Given entries:
---
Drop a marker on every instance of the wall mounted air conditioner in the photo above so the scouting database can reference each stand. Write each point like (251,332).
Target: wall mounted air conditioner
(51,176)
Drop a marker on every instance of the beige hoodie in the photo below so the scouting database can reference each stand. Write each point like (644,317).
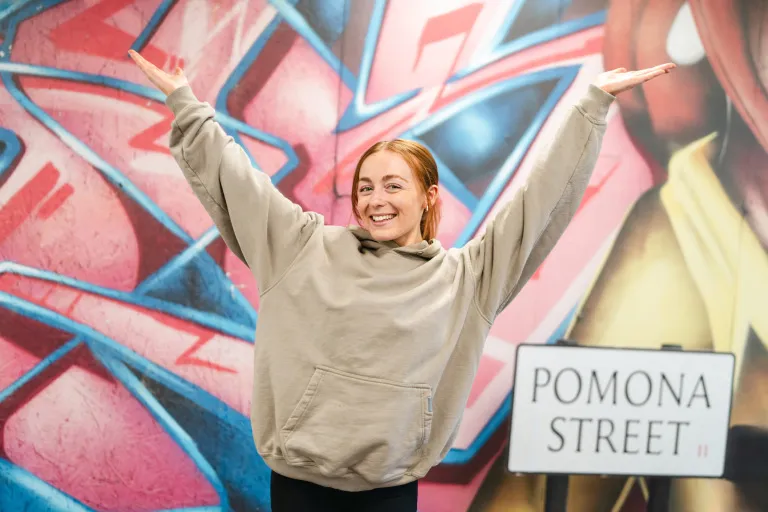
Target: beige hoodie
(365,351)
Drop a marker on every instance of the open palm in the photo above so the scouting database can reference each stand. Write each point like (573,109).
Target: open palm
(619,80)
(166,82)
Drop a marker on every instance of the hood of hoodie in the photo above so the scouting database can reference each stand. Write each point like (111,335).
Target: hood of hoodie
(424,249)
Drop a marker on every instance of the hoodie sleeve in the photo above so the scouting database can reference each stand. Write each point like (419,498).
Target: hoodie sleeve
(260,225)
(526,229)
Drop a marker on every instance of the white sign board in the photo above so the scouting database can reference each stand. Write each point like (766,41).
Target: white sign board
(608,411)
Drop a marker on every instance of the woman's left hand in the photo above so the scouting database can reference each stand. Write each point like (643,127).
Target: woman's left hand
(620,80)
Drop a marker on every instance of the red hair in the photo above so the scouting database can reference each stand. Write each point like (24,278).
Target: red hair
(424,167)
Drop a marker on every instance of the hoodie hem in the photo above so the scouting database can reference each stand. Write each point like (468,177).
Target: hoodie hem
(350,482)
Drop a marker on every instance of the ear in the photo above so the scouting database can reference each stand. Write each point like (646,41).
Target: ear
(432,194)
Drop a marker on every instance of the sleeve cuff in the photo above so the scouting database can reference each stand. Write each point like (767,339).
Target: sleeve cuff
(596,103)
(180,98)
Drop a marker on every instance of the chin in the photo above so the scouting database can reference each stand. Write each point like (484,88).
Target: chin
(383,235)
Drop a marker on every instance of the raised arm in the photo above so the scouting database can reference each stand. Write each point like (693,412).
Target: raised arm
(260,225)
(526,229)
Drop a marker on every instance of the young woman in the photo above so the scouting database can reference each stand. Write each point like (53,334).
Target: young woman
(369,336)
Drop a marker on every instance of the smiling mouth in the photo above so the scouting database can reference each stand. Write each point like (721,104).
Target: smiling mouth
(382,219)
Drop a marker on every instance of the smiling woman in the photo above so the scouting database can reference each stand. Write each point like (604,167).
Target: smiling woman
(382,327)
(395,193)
---
Exercise directions:
Rewrite the listing above with every "scouting database" changed to "mapping archive" and nothing else altered, leaving the pictures out.

Task result:
Drop a marker on every instance of the wall mounted air conditioner in the photo above so the mapping archive can reference each stand. Write each point like (251,332).
Target: wall mounted air conditioner
(51,176)
Drop a marker on every instance of the beige hoodie in the photo below so the mapping archive can reference each stand. Write each point like (644,317).
Target: beige hoodie
(365,351)
Drop a marker on every instance of the open palm in the photo above so the mapping archive can reference each stand. Write each point like (573,109).
Target: open palm
(619,80)
(166,82)
Drop a marker on every instance of the hood of hoodie in the photo above so the mapping archive can reference each stand. Write each point like (111,335).
Target: hood of hoodie
(424,249)
Drop a marker on every instance of the hoodie sleeve in the photo above so the mapping archive can reference each stand. Write each point like (419,498).
Target: hoodie sleeve
(260,225)
(526,229)
Drop a marker on every instance of the white sign board in the photo above so the mapping archive can reference each stand. Write each point like (766,41).
Target: white sign board
(608,411)
Drop a marker on every instance of the woman's left hand in the photo above so the mapping archive can reference each stand. Write each point like (643,127).
Target: woman's left hand
(620,80)
Drop a marker on every instance of the red hair in the photo above so the mapping archive can reference each stand. Write each point like (24,278).
Target: red hair
(424,167)
Drop a marker on every instance of the hoodie hem in the photo above so the mapping archive can reference each stand. Write each point like (468,177).
Target: hoodie hem
(350,482)
Drop a marker on every instance of the ear in the photo above so the mapping archive can reference each stand. Write each point like (646,41).
Target: ear
(432,194)
Drop a marker on every instance of the sleeve cuff in the photo above so the mapping archive can reference each stand. Write each point like (767,339).
Target: sleeve cuff
(596,103)
(180,98)
Drop a marker on every instance of the chin in the photo above so the mapping archive can reference each stand. Write each point like (484,88).
Target: chin
(383,235)
Drop a marker on every instance of the raised arm in the photo above so the mapping archive can reference each stand. Write each point like (693,412).
Target: raised arm
(260,225)
(526,229)
Drop a marker on every instance of the young woman in the photo above so the mapping archive can reference each stand. Write each point like (53,334).
Target: young woman
(369,336)
Drop a marker on every instance of the smiling mouth in the photo above so the mapping archive can reference each stand. Write each point like (721,104).
Target: smiling mouth
(382,219)
Drop a marker on every instance of the smiling woman in the photo above so the mapping archive can reference each stand. Write each point like (604,167).
Target: smiling woman
(382,327)
(395,193)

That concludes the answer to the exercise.